Extract:

If anyone has ever wondered why home speakers cost so much, well........there ya go.  

My favorite pic is of the focal guy in the full suit and respirator. That Beryllium Copper stuff is BAD NEWS.


----------



## dual700 (Mar 6, 2005)

Must resist....
New home....
New job......
New old van....
Must resist.....

*Close eyes and mumble to self*
ARC FTW
ARC #1
ARC >>> else
ARC is the best..

Must resist...


Baaaaaad Jun, Baaaaad Don!!!  

I hate Jun, Jun ALWAYS get lucky with free stuff.


----------



## technobug (Mar 15, 2005)

dual700 said:


> Must resist....
> 
> I hate Jun, Jun ALWAYS get lucky with free stuff.


SHEEEEEET

Who said anything about free?

Oh the speakers???

Yeah well......a lil lucky I guess.


----------



## BodegaBay (Dec 16, 2005)

Niiiiiiice. Welcome to the club. And whaddaya mean "old" Audison blue! True blue is where it's at!

Supplied information:
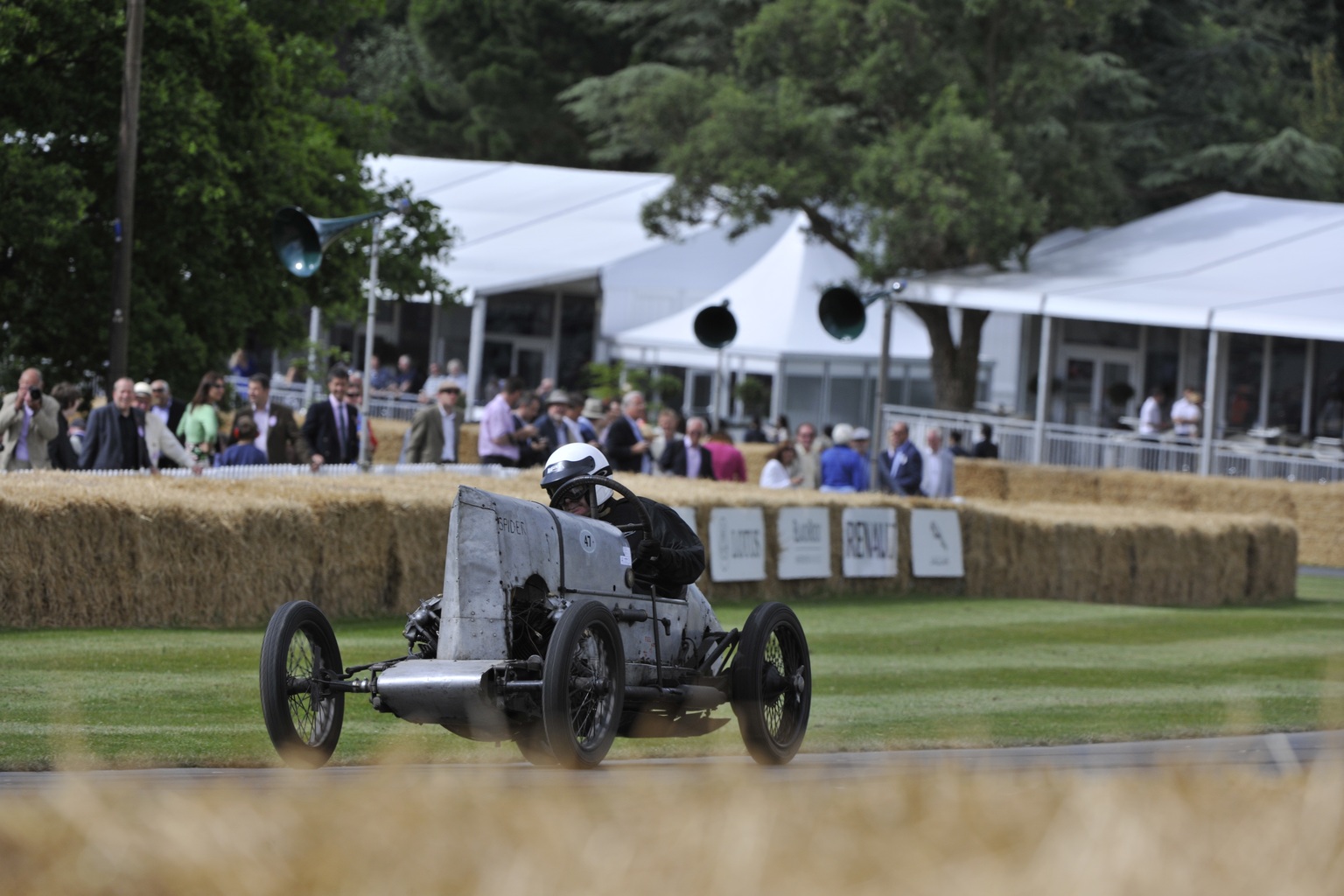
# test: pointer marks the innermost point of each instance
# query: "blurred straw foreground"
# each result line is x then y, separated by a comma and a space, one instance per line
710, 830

To be done: Please copy out, word for word, the part of the forum thread that opens with "Yeah well......a lil" and closes with "where it's at!".

Written answer:
Yeah well......a lil lucky I guess.


----------



## BodegaBay (Dec 16, 2005)

Niiiiiiice. Welcome to the club. And whaddaya mean "old" Audison blue! True blue is where it's at!